* Your task *
Extract the lines starting at the one containing "[spot] the yellow" and ending at the one containing "[spot] the river", both included, and reproduce them verbatim from the entries below.

* Data to process *
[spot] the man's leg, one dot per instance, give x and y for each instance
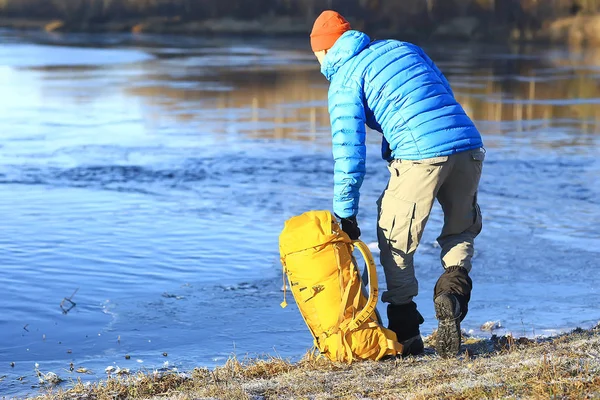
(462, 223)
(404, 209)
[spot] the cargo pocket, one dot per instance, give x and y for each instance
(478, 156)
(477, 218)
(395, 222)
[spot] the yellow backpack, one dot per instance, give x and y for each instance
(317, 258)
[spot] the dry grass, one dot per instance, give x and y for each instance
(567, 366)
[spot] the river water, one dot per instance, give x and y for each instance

---

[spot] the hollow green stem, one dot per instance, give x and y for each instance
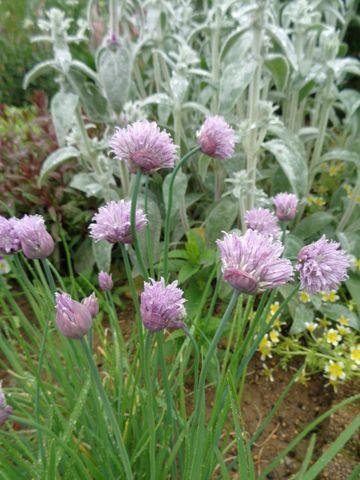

* * *

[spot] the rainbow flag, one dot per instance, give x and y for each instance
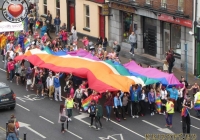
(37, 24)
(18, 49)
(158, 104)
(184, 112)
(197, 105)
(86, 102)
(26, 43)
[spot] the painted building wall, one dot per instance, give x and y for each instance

* Complete response *
[spot] the yellow backpack, one dot per instance, give x and y for each instance
(317, 258)
[spot] the dry grass, one dot per instance, give x and y for each instance
(567, 366)
[spot] the river water, one dot per instance, give x and y for each instance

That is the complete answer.